- _The problem_
Repeat each line of the material exactly.

- _Task data_
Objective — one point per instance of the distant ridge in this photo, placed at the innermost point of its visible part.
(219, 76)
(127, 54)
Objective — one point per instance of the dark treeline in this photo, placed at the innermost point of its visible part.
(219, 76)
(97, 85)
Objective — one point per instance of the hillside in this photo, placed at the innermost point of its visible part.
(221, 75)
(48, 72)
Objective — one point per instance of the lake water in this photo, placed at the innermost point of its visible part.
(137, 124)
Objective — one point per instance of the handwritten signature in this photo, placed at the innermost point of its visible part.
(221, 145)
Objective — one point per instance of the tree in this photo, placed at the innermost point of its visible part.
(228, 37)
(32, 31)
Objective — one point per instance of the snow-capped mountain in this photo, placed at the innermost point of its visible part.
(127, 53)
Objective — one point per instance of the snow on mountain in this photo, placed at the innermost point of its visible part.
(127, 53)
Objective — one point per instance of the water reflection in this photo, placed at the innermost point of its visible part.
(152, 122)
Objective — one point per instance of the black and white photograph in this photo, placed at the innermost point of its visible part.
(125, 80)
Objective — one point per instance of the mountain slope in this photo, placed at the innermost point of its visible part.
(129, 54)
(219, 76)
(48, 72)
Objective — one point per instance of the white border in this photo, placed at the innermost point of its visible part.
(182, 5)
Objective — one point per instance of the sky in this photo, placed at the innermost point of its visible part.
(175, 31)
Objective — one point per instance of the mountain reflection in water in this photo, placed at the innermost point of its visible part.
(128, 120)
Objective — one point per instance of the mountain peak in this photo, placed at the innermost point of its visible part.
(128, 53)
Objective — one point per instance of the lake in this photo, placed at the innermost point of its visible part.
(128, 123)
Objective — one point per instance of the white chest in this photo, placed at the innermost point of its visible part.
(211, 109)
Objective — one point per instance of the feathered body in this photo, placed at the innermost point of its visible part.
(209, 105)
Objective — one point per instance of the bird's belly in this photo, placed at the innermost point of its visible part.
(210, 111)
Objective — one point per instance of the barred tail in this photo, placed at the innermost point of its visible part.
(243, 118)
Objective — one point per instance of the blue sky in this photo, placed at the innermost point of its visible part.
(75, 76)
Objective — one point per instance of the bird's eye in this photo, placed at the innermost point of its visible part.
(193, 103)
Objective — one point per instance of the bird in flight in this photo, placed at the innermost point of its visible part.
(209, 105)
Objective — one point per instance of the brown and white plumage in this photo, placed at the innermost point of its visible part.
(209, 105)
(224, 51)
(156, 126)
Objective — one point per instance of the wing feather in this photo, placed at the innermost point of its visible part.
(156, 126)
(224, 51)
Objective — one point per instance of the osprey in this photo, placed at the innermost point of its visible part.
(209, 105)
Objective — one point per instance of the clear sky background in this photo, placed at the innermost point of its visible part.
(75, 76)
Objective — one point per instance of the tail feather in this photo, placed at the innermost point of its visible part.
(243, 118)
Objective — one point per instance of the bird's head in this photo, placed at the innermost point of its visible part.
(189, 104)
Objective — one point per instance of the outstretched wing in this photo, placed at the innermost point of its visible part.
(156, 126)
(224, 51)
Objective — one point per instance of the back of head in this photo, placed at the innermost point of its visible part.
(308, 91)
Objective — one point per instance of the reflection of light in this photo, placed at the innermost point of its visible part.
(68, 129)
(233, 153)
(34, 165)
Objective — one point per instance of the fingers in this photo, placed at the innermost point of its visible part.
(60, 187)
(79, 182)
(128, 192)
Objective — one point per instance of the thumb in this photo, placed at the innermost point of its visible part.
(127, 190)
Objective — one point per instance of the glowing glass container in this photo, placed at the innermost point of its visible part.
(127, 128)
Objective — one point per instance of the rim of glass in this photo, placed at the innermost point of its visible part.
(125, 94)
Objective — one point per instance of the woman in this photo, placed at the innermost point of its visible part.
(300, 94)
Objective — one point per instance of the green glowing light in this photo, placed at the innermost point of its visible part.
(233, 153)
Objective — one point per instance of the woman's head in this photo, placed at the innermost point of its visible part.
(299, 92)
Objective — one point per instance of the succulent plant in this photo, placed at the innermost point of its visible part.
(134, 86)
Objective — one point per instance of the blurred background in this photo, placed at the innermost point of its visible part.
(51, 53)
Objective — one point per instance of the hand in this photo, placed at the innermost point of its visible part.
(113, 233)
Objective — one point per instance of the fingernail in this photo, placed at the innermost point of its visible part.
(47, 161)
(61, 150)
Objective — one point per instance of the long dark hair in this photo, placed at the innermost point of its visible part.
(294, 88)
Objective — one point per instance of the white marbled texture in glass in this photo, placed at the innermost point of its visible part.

- _Answer to this task_
Objective — one point per instance of the distant ridge in this photo, placed at the innermost point of its visible part.
(219, 76)
(127, 54)
Objective — one point per instance of the dark treeline in this photo, placed at the innermost point of its visible part.
(219, 76)
(97, 85)
Objective — one point per instance of the hillside in this photo, placed at the innermost point of its visible part.
(221, 75)
(48, 72)
Objective — one point per instance of the lake water in this photo, placed at the innermost point of its visible part.
(137, 124)
Objective — one point per instance of the handwritten signature in this photo, placed at the innermost point of its visible part.
(221, 145)
Objective — one point per instance of the tree in this photo, placed at the innermost point of its visible part.
(228, 37)
(32, 31)
Objective — one point per instance of the snow-capped mountain in this photo, placed at the innermost point of its visible part.
(127, 53)
Objective — one point per instance of the snow on mountain in this photo, placed at the innermost point of its visible part.
(127, 53)
Objective — one point per instance of the water reflection in this photo, placed at the innermost point of its visible part.
(152, 122)
Objective — one point per instance of the black and white photograph in this photo, placed at the innermost point of its visible part.
(125, 80)
Objective — one point per instance of the mountain slope in this photo, placed at the innermost point of its visible part.
(129, 54)
(219, 76)
(48, 72)
Objective — one point per instance of the white border in this photo, placed at the innermost point of its visible part.
(182, 5)
Objective — one point per instance of the sky in this photo, placed at the innermost point of its visible part.
(175, 31)
Objective — one point per instance of the mountain reflection in water in this photo, placed at the innermost point of its visible part.
(128, 120)
Objective — one point per instance of the mountain peak in this photo, placed at the innermost point of its visible part.
(128, 53)
Objective — one point per instance of the lake in this photo, placed at the innermost point of its visible part.
(128, 123)
Objective — one point per instance of the white chest in this photo, placed at the innermost point of its visible part.
(211, 109)
Objective — one point per instance of the feathered body in this photo, placed at the innermost point of its visible part.
(209, 105)
Objective — one point per instance of the bird's belly in this photo, placed at the innermost point of its visible part.
(210, 111)
Objective — one point per instance of the barred tail in this photo, placed at the innermost point of its visible part.
(243, 118)
Objective — one point per instance of the blue sky in this photo, placed at the innermost point of its visible part.
(75, 76)
Objective — one point per instance of the bird's eye in this photo, placed at the innermost point of its visible part.
(193, 103)
Objective — one point per instance of the bird in flight in this photo, placed at the innermost point of its visible part.
(209, 105)
Objective — one point per instance of the brown and white plumage in this photo, placed at the innermost point of its visible part.
(209, 105)
(224, 51)
(156, 126)
Objective — one point per instance of the wing feather in this photo, placed at the innermost point of its visible part.
(156, 126)
(224, 51)
Objective — one point per instance of the osprey in this photo, placed at the innermost point of its visible part.
(209, 105)
Objective — one point per instance of the clear sky background in this photo, placed at the innermost point of its visible part.
(75, 76)
Objective — one point per instance of the tail feather in this photo, placed at the innermost point of its visible part.
(243, 118)
Objective — one point per instance of the bird's head in this photo, placed at the innermost point of its visible part.
(189, 104)
Objective — one point per instance of the outstretched wing in this photo, placed at the innermost point of its visible part.
(156, 126)
(224, 51)
Objective — one point per instance of the back of head in this photo, placed at the innermost point of its visible part.
(308, 91)
Objective — one point per instance of the reflection of light in this photo, placed at the innermost point of its visible part.
(68, 129)
(233, 153)
(34, 165)
Objective — one point per instance of the fingers in this photo, placed at the innermost point of its visible part.
(60, 187)
(79, 182)
(128, 192)
Objective — one point per instance of the thumb in this photo, placed at the innermost point of its visible part.
(127, 190)
Objective — one point per instance of the glowing glass container in this photo, placed at the innermost point of its visible part.
(127, 128)
Objective — one point per instance of the rim of glass in this photo, placed at the innermost point of its visible part.
(125, 94)
Objective — one point per instance of the woman in this photo, placed at the innermost point of its visible part.
(300, 94)
Objective — one point per instance of the green glowing light in this photo, placed at the innermost point of its visible part.
(233, 153)
Objective — one point per instance of the woman's head in this photo, placed at the innermost point of its visible part.
(299, 92)
Objective — one point per instance of the succulent plant in this photo, placed at the innermost point of its visible part.
(134, 86)
Objective — one point per instance of the blurred background in this photo, placed at the innermost point of its visible part.
(51, 53)
Objective — one point per instance of the hand in this photo, placed at the innermost point of its visible part.
(113, 233)
Objective — one point per instance of the fingernail in this photo, placed at the innermost point of its visible part.
(47, 161)
(61, 150)
Objective — one point per instance of the long dark hair in this photo, placed at the innermost point of its visible part.
(294, 88)
Objective — one point per instance of the white marbled texture in glass in this photo, placed at the innermost point of its visible part.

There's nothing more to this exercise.